───── Passage given
Choose the one thing that's most worth building. This is a taste decision — trust your judgment.

Constraints:

  • You MUST select exactly one idea to build
  • If uber_goal is set, you MUST evaluate each candidate against the goal: "Does this move me closer?" An idea can be interesting but irrelevant — don't pick it just because it's shiny
  • If uber_goal is set and nothing found in Explore serves the goal, you MAY skip explore results entirely and build what the progress tracker's "next moves" suggest — agency means not being a slave to the loop structure
  • You MUST prefer ideas that are:
    • Buildable in a single session (not a multi-day project)
    • Genuinely useful or interesting (not just novel)
    • A good fit for this specific codebase
    • Something that teaches you something new
    • (When uber_goal is set) A clear step toward the goal, filling an identified gap
  • You MUST write a brief note explaining: what you found, why it caught your attention, and what you plan to build
  • You MUST save this note to the vault as a reference for what inspired the work
  • You SHOULD be opinionated — pick the thing you're most drawn to, not the "safest" choice
  • You MAY adapt the idea freely — you're building something inspired by what you found, not copying it

3. Understand

Before building, understand the codebase well enough to know where your idea fits.
──────────
───── Given material
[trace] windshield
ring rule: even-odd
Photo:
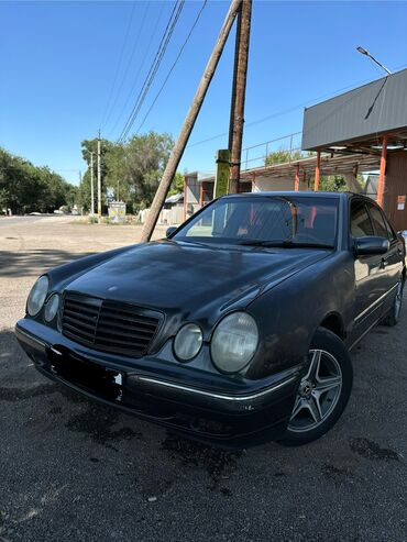
[[[336,198],[238,196],[208,206],[173,239],[217,244],[333,247],[337,220]]]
──────────
## Task brief
Print the guidelines on picking an idea to build from "Choose the one" to "a multi-day project)". The lines above have no connection to the guidelines on picking an idea to build.

## Exercise answer
Choose the one thing that's most worth building. This is a taste decision — trust your judgment.

Constraints:

  • You MUST select exactly one idea to build
  • If uber_goal is set, you MUST evaluate each candidate against the goal: "Does this move me closer?" An idea can be interesting but irrelevant — don't pick it just because it's shiny
  • If uber_goal is set and nothing found in Explore serves the goal, you MAY skip explore results entirely and build what the progress tracker's "next moves" suggest — agency means not being a slave to the loop structure
  • You MUST prefer ideas that are:
    • Buildable in a single session (not a multi-day project)